* _TASK OBJECTIVE_: Reproduce the records below verbatim, starting at the line that contains "ceiling shown in the photo above." and continuing through the final line of the records.

---

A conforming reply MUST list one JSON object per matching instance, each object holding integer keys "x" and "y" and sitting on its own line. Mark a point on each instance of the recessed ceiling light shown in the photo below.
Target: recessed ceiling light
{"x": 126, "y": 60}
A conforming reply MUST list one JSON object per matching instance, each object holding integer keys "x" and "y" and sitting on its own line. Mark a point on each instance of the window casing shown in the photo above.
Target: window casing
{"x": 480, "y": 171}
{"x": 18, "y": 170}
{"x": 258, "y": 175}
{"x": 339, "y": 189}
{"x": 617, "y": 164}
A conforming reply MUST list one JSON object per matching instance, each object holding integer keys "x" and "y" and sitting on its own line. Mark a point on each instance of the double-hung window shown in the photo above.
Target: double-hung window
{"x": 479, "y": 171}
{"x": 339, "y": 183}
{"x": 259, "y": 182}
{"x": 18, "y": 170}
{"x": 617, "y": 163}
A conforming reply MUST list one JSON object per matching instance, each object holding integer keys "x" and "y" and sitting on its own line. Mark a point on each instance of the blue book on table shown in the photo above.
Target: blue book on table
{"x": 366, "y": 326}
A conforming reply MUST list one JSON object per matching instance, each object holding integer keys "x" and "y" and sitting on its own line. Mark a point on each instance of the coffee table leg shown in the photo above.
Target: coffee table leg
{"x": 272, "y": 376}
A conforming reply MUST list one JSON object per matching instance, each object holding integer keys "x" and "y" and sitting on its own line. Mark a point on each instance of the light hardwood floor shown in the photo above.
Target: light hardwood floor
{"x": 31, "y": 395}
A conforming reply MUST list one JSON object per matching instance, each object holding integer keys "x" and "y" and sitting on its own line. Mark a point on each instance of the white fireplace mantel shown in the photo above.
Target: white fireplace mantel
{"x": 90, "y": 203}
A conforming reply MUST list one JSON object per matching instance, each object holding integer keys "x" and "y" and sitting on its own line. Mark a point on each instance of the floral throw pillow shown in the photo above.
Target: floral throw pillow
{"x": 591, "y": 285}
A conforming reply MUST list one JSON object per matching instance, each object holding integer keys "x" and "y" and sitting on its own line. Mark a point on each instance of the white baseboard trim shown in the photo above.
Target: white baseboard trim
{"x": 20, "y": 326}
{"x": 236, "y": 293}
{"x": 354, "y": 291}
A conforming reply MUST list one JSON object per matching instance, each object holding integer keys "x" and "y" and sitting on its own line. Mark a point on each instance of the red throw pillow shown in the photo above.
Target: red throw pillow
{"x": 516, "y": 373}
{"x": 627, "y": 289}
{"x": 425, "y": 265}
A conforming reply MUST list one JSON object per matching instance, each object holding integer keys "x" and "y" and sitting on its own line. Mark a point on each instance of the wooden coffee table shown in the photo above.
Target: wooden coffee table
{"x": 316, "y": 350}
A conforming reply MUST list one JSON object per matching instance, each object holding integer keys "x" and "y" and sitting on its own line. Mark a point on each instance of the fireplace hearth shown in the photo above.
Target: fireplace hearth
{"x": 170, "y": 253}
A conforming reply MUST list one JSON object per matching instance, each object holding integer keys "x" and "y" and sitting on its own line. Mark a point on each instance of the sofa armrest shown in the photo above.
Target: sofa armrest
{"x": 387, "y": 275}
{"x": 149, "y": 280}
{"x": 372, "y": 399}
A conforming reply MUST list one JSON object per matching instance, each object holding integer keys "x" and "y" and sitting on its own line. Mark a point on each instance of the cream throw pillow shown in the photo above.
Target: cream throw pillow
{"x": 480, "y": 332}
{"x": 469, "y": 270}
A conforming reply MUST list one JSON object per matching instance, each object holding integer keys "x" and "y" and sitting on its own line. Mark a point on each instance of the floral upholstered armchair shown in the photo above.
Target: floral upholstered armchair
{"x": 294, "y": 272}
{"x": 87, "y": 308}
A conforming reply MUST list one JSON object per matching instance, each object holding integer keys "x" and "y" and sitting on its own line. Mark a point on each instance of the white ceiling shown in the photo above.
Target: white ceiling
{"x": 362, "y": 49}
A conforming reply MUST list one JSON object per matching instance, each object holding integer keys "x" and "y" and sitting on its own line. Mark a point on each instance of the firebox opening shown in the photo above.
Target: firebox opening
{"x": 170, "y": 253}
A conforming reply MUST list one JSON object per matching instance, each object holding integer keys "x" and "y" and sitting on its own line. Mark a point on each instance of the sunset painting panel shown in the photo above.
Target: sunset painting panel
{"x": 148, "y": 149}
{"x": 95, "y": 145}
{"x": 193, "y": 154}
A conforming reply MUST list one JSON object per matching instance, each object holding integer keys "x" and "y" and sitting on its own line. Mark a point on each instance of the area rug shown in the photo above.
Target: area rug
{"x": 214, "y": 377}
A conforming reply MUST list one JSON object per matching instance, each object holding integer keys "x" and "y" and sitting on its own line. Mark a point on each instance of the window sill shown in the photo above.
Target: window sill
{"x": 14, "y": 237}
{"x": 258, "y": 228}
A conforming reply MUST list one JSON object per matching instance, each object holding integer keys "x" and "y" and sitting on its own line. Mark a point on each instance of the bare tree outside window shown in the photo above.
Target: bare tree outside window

---

* _ANSWER TO THE EXERCISE_:
A conforming reply MUST list one JSON object per matching instance, each object holding integer keys "x" and "y" and sitting on its own line. Mark a point on each instance of the white ceiling shown in the photo above.
Target: white ceiling
{"x": 362, "y": 49}
A conforming reply MUST list one JSON object per matching instance, each object holding integer keys "x" and "y" and sitting on its own line. Mark a point on each instance of the firebox opening shown in the photo above.
Target: firebox opening
{"x": 170, "y": 253}
A conforming reply MUST list one JSON object per matching instance, each object holding integer keys "x" and "y" and sitting on its own line. Mark a point on each instance of the sunset painting panel shown in the photo above.
Target: sunset painting panel
{"x": 148, "y": 149}
{"x": 95, "y": 145}
{"x": 193, "y": 154}
A conforming reply MUST list one JSON object per matching instance, each object holding integer keys "x" and "y" and sitting on its own line. Mark a point on each instance of the area rug shown in the photo above.
Target: area rug
{"x": 214, "y": 377}
A conforming reply MUST list one JSON object per matching instance, each object holding integer keys "x" and "y" and sitting on its own line. Mark a point on each instance of the window sill shown in the photo above.
Target: window sill
{"x": 14, "y": 237}
{"x": 258, "y": 228}
A conforming reply MUST list one JSON object per matching instance, each object holding integer keys "x" and "y" and sitting on its own line. Mark a point on each instance of the bare tree outside window shown in the photo above.
Target: bare tree outside window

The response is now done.